Segment Start: Task input
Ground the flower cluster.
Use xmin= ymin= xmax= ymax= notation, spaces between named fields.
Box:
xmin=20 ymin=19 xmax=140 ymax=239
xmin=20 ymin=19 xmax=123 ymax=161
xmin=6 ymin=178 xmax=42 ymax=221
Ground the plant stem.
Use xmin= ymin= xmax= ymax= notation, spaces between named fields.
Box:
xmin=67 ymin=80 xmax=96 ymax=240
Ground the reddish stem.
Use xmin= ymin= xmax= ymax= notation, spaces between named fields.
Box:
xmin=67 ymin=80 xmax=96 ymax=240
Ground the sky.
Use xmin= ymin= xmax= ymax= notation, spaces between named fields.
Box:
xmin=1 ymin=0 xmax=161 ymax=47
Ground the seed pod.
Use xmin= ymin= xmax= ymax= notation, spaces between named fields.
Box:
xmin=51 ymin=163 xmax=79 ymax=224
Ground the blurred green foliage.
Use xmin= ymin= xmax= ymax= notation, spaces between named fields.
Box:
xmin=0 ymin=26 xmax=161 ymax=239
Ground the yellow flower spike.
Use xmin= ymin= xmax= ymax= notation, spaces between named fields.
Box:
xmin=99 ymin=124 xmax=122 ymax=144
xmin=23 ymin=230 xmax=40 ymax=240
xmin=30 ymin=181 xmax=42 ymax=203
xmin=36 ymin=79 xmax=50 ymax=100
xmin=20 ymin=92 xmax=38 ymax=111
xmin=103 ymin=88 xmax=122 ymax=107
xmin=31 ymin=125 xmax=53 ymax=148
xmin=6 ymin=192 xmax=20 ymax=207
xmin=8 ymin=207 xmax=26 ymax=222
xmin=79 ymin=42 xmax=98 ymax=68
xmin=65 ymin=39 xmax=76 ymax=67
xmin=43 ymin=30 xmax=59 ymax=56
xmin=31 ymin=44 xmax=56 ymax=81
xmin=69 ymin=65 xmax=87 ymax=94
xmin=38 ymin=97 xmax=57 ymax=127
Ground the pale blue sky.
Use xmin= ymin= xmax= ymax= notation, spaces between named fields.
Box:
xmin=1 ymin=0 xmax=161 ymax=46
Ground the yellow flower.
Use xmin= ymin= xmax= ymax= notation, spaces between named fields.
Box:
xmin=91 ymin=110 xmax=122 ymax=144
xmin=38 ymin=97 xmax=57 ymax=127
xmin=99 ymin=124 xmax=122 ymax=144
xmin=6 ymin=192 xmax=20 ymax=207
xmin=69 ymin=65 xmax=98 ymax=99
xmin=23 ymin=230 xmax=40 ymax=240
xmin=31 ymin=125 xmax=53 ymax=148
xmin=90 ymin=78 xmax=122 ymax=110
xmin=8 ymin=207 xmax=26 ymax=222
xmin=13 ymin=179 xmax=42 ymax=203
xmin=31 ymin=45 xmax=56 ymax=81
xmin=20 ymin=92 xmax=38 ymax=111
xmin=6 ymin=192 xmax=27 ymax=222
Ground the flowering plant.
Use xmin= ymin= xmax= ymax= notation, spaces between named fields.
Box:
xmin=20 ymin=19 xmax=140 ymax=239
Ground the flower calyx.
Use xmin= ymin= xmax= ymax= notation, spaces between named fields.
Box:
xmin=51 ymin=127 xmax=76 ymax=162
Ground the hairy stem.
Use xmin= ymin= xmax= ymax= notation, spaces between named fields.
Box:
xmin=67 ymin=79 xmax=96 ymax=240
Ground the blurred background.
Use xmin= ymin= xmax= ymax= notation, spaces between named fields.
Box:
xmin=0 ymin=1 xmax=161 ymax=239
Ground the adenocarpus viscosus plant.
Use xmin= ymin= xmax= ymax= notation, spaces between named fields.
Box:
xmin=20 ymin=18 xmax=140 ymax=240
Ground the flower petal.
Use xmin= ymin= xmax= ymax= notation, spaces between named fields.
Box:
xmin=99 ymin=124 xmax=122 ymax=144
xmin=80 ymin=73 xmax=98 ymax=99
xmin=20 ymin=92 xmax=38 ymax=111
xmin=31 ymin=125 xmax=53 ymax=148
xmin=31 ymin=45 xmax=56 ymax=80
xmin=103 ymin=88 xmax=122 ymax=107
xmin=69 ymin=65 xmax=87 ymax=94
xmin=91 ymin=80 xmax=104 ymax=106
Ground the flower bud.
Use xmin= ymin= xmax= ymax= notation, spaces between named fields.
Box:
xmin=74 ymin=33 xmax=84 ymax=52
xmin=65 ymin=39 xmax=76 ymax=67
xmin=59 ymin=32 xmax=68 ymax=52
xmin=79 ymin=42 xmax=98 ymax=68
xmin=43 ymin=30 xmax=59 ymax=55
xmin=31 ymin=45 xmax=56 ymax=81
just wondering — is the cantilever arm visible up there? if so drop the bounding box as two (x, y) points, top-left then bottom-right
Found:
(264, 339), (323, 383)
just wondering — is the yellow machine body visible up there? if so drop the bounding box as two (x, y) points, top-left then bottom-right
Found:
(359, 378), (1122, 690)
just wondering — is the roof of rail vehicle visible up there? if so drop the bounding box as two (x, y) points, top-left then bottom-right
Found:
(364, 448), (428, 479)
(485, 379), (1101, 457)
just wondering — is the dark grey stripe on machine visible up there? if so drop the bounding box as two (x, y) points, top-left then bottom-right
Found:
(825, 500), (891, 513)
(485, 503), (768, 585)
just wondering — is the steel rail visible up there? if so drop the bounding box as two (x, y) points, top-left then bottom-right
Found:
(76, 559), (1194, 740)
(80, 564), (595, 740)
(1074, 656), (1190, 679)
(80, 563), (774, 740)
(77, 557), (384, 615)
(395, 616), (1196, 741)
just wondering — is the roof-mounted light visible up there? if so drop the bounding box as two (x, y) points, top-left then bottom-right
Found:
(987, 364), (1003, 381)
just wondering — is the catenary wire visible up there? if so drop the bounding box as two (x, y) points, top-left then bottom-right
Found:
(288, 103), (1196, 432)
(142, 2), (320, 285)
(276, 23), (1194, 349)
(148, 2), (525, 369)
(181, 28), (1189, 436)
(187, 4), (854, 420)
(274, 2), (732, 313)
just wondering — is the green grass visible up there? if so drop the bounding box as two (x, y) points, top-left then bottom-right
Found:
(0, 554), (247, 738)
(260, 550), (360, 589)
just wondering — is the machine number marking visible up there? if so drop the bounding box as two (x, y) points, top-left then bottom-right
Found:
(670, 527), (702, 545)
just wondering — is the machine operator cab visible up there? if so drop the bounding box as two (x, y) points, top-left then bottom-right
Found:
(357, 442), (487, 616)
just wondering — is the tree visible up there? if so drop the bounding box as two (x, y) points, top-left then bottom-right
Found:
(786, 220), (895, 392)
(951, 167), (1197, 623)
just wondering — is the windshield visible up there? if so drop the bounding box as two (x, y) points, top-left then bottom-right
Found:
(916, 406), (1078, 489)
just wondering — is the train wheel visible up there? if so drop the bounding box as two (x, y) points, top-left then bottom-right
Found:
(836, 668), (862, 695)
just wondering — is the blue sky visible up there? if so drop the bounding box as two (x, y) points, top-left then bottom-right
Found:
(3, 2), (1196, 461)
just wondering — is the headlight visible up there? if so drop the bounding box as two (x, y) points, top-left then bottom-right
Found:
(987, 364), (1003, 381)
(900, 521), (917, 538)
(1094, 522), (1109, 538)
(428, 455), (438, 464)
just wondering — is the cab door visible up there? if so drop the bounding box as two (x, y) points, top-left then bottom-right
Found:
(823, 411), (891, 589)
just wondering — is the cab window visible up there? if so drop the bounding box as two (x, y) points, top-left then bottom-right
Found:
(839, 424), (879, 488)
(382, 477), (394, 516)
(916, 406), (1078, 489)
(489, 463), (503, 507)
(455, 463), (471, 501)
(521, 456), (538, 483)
Segment End: Task input
— Work required —
What is wanted is every line above, written out exactly.

— Task response —
Ground the flower cluster.
Use xmin= ymin= xmax= ymax= notation, spaces between named fields.
Box:
xmin=20 ymin=19 xmax=140 ymax=239
xmin=20 ymin=19 xmax=123 ymax=161
xmin=6 ymin=178 xmax=42 ymax=221
Ground the plant stem.
Use xmin= ymin= xmax= ymax= notation, spaces between named fields.
Box:
xmin=67 ymin=80 xmax=96 ymax=240
Ground the reddish stem.
Use xmin= ymin= xmax= ymax= notation, spaces between named fields.
Box:
xmin=67 ymin=80 xmax=96 ymax=240
Ground the sky.
Use xmin= ymin= xmax= ymax= notation, spaces between named fields.
Box:
xmin=1 ymin=0 xmax=161 ymax=47
Ground the seed pod.
Use xmin= ymin= xmax= ymax= notation, spaces between named fields.
Box:
xmin=51 ymin=163 xmax=79 ymax=224
Ground the blurred green foliage.
Use xmin= ymin= xmax= ymax= notation, spaces between named fields.
Box:
xmin=0 ymin=26 xmax=161 ymax=239
Ground the yellow flower spike.
Use xmin= ymin= xmax= ymax= notation, spaces between named fields.
Box:
xmin=99 ymin=124 xmax=122 ymax=144
xmin=23 ymin=230 xmax=40 ymax=240
xmin=30 ymin=181 xmax=42 ymax=203
xmin=36 ymin=79 xmax=50 ymax=100
xmin=20 ymin=92 xmax=38 ymax=111
xmin=103 ymin=88 xmax=122 ymax=107
xmin=31 ymin=125 xmax=53 ymax=148
xmin=6 ymin=192 xmax=20 ymax=207
xmin=8 ymin=207 xmax=26 ymax=222
xmin=79 ymin=42 xmax=98 ymax=68
xmin=65 ymin=39 xmax=76 ymax=67
xmin=43 ymin=30 xmax=59 ymax=56
xmin=31 ymin=44 xmax=56 ymax=81
xmin=69 ymin=65 xmax=87 ymax=94
xmin=38 ymin=97 xmax=57 ymax=127
Ground the pale blue sky.
Use xmin= ymin= xmax= ymax= notation, spaces between named fields.
Box:
xmin=1 ymin=0 xmax=161 ymax=46
Ground the yellow flower.
Use xmin= ymin= xmax= ymax= notation, spaces between named fields.
Box:
xmin=91 ymin=110 xmax=122 ymax=144
xmin=38 ymin=97 xmax=57 ymax=127
xmin=99 ymin=124 xmax=122 ymax=144
xmin=6 ymin=192 xmax=20 ymax=207
xmin=69 ymin=65 xmax=98 ymax=99
xmin=23 ymin=230 xmax=40 ymax=240
xmin=31 ymin=125 xmax=53 ymax=148
xmin=90 ymin=78 xmax=122 ymax=110
xmin=8 ymin=207 xmax=26 ymax=222
xmin=13 ymin=179 xmax=42 ymax=203
xmin=31 ymin=45 xmax=56 ymax=81
xmin=20 ymin=92 xmax=38 ymax=111
xmin=6 ymin=192 xmax=27 ymax=222
Ground the flowering plant.
Use xmin= ymin= xmax= ymax= notation, spaces between named fields.
Box:
xmin=20 ymin=19 xmax=140 ymax=239
Ground the flower calyx.
Use xmin= ymin= xmax= ymax= notation, spaces between named fields.
Box:
xmin=51 ymin=127 xmax=76 ymax=162
Ground the hairy stem.
Use xmin= ymin= xmax= ymax= notation, spaces between named fields.
Box:
xmin=67 ymin=79 xmax=96 ymax=240
Ground the blurred background.
Use xmin= ymin= xmax= ymax= notation, spaces between named fields.
Box:
xmin=0 ymin=1 xmax=161 ymax=239
Ground the adenocarpus viscosus plant.
Use xmin= ymin= xmax= ymax= notation, spaces between named fields.
Box:
xmin=20 ymin=18 xmax=140 ymax=240
Ground the flower petal.
Use xmin= ymin= xmax= ymax= notation, spaces between named fields.
Box:
xmin=99 ymin=124 xmax=122 ymax=144
xmin=80 ymin=73 xmax=98 ymax=99
xmin=20 ymin=92 xmax=38 ymax=111
xmin=31 ymin=125 xmax=53 ymax=148
xmin=31 ymin=45 xmax=56 ymax=80
xmin=103 ymin=88 xmax=122 ymax=107
xmin=69 ymin=65 xmax=87 ymax=94
xmin=91 ymin=80 xmax=104 ymax=106
Ground the flower bud.
Use xmin= ymin= xmax= ymax= notation, spaces between named fields.
Box:
xmin=74 ymin=33 xmax=84 ymax=52
xmin=65 ymin=39 xmax=76 ymax=67
xmin=59 ymin=32 xmax=68 ymax=52
xmin=79 ymin=42 xmax=98 ymax=68
xmin=43 ymin=30 xmax=59 ymax=55
xmin=31 ymin=45 xmax=56 ymax=81
just wondering — is the cantilever arm visible up there? if so drop the bounding box as two (x, y) points, top-left then bottom-right
Found:
(264, 339), (323, 383)
just wondering — is the yellow machine body visible up there? if so drop the bounding box as two (x, y) points, top-left then bottom-right
Found:
(359, 378), (1122, 690)
just wondering — is the roof of rail vehicle visible up there? if so drop the bounding box as two (x, y) points, top-left then bottom-right
Found:
(364, 448), (428, 479)
(485, 379), (1101, 457)
just wondering — is the dark grey stripe on machine visible up there? if so drop the bounding box as two (x, y) points, top-left then bottom-right
Found:
(825, 500), (891, 513)
(485, 503), (768, 585)
just wondering — is the steel rail visible up there? if so drop the bounding box as two (x, y) points, top-left then bottom-right
Found:
(76, 559), (1194, 740)
(80, 564), (595, 740)
(1074, 656), (1190, 679)
(80, 563), (774, 740)
(77, 557), (384, 615)
(395, 616), (1196, 741)
just wondering — is the roof-mounted light visible up there? if so drop the bounding box as two (x, y) points, top-left then bottom-right
Found:
(987, 364), (1003, 381)
just wondering — is the catenary wire visible up there? if so drop the bounding box as two (x, y) points, top-left then bottom-right
Found:
(288, 103), (1196, 432)
(142, 2), (320, 285)
(276, 23), (1194, 349)
(148, 2), (525, 369)
(181, 28), (1189, 436)
(187, 4), (854, 420)
(274, 2), (732, 313)
just wondering — is the green grass visible up there? if so drop the bounding box as two (x, y) points, top-left then bottom-right
Found:
(0, 554), (247, 738)
(260, 550), (360, 589)
just wondering — is the machine number marking visible up there? if so drop the bounding box as two (x, y) points, top-left then bottom-right
Found:
(670, 527), (702, 545)
just wondering — is the machine operator cab visible up there? if so drop the bounding box as two (x, y) points, top-left then bottom-right
Found:
(357, 442), (487, 616)
just wondering — is the tree visible up there? if so drop the bounding box as two (x, y) points, top-left then bottom-right
Found:
(786, 220), (895, 392)
(951, 167), (1197, 623)
just wondering — is the windshield visible up there? if so drop the bounding box as two (x, y) points, top-left then bottom-right
Found:
(916, 406), (1078, 489)
just wondering — is the train wheel visible up there? if so drop the bounding box as two (x, y) points, top-left then bottom-right
Found:
(836, 668), (862, 695)
just wondering — is the blue sky visible up there? if so drop the bounding box as two (x, y) points, top-left then bottom-right
Found:
(3, 2), (1196, 461)
just wondering — is the headlight visible up there? if so drop the bounding box as two (x, y) points, top-left then bottom-right
Found:
(987, 364), (1003, 381)
(900, 521), (917, 538)
(1094, 522), (1109, 538)
(428, 455), (438, 464)
just wondering — is the cab door visible up there? if so drop the bounding box as two (x, y) points, top-left then bottom-right
Found:
(823, 411), (891, 589)
just wondering — is the cab window visible up there? if so drop the bounding box as two (x, y) points, top-left then bottom-right
Found:
(839, 424), (879, 488)
(382, 477), (394, 516)
(916, 406), (1078, 489)
(489, 463), (503, 507)
(455, 463), (471, 501)
(521, 456), (538, 483)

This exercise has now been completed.